A&B: What is your relationship with your speaking voice and your written voice?

D.R. James: I’d say my poems reflect a poeticized version of my actual voice, some more so than others. Many of the poems in the new book work with such sonic word play that they stretch the relationship. But I think those who know me would still recognize my sensibility in them and not find them foreign to me and my voice. I certainly speak my poems as I write them to make sure I can—and I just plain enjoy hearing them—and if something is clumsy, it gets edited.

A&B: Have you considered getting other people to read your poetry or is it important for you to be the one to perform your poetry to an audience?

D.R. James: No one else reads my poems in public, though I’d enjoy it if they did. I actually hate the sound of my voice when listening to it on a recording (it sounds fine in my head when I’m speaking!), as many do, I suppose, and envy those with beautifully rich voices. We have a friend from New Zealand who once read a couple at the dinner table, and his accent and timbre reciting my words was fascinating and sounded so much better than when I read them. Sometimes I like to read my poems—out loud but to myself—with my version of an Irish accent, and I like how that peps them up. I imagine I’m Seamus Heaney.

A&B: How important is accessibility of the meaning of your poems? Should we have to work hard to “solve” the poems and discover their deeper meanings?

D.R. James: Not all my poems are readily accessible, but I don’t mean for them to be difficult or for something to solve. I’d rather people didn’t try to solve them. Just let them be. I’ve taught literature for 40 years and hate the “figure this poem out” approach like so many of my colleagues practice, the professional lit critics. A tough poem for them is article material! It doesn’t matter to them if the ‘exegesis’ (critical explanation) kills the art. To me, a reading poem is an experience, whether you see a meaning in it or not. Much of the pleasure in my poems, for example, comes from the amuse-bouche–ness of them, how they sound, how they feel in the mouth, whether a vivid “meaning” comes through or not. A poem doesn’t mean, even if someone says it does. It just is.

* **Supplied entries**
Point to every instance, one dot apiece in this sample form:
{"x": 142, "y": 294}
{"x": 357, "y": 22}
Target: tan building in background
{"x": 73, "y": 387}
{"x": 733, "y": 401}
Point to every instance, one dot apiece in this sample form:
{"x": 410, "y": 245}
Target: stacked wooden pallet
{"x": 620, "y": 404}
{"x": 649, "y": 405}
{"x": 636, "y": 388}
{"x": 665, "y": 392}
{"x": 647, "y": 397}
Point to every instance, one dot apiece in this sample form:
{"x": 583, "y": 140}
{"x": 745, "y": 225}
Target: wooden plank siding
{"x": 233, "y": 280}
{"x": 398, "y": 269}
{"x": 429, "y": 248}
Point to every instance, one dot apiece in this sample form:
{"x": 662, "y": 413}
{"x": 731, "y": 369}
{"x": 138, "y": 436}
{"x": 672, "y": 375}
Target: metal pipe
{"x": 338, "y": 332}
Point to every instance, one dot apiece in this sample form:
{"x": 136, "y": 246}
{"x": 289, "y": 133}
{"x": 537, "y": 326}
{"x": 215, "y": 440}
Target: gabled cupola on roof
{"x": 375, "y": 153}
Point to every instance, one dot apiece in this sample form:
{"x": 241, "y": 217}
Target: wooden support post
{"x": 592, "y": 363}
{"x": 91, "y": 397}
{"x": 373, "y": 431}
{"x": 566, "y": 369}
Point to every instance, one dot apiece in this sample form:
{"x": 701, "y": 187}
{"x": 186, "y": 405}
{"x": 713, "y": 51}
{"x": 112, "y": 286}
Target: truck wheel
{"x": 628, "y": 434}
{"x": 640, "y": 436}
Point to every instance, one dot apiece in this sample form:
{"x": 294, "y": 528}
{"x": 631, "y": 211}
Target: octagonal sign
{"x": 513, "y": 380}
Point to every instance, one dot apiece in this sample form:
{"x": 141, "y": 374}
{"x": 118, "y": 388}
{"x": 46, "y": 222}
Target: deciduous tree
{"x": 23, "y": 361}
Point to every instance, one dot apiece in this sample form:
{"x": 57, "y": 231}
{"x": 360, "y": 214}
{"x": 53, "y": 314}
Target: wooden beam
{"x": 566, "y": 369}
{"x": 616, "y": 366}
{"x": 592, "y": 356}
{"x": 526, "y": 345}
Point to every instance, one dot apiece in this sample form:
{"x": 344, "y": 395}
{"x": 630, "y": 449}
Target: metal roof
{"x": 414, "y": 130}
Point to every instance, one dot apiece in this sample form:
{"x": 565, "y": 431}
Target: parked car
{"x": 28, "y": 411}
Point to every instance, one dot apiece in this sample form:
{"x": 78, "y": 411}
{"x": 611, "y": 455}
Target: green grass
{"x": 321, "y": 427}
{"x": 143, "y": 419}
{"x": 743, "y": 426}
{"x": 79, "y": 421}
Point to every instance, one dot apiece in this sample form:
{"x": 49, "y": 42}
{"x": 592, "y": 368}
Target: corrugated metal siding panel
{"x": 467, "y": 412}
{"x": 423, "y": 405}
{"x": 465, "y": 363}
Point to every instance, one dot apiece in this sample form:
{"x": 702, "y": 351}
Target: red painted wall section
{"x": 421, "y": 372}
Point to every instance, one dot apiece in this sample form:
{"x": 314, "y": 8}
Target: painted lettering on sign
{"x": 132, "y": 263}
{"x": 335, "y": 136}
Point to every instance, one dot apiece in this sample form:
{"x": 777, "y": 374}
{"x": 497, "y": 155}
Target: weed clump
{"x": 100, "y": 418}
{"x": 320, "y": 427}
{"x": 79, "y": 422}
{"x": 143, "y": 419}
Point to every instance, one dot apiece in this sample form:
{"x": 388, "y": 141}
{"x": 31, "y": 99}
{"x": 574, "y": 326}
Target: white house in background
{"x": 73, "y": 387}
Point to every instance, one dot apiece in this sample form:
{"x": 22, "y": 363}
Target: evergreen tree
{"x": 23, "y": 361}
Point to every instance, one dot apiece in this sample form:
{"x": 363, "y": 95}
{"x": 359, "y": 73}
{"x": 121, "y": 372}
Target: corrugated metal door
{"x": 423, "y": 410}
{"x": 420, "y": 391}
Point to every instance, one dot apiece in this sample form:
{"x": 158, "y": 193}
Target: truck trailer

* **About this exercise**
In the interview, whom does D.R. James imagine being when reading poems aloud in an Irish accent? The items come from a separate source and are unrelated to the interview.

* **Answer section**
Seamus Heaney.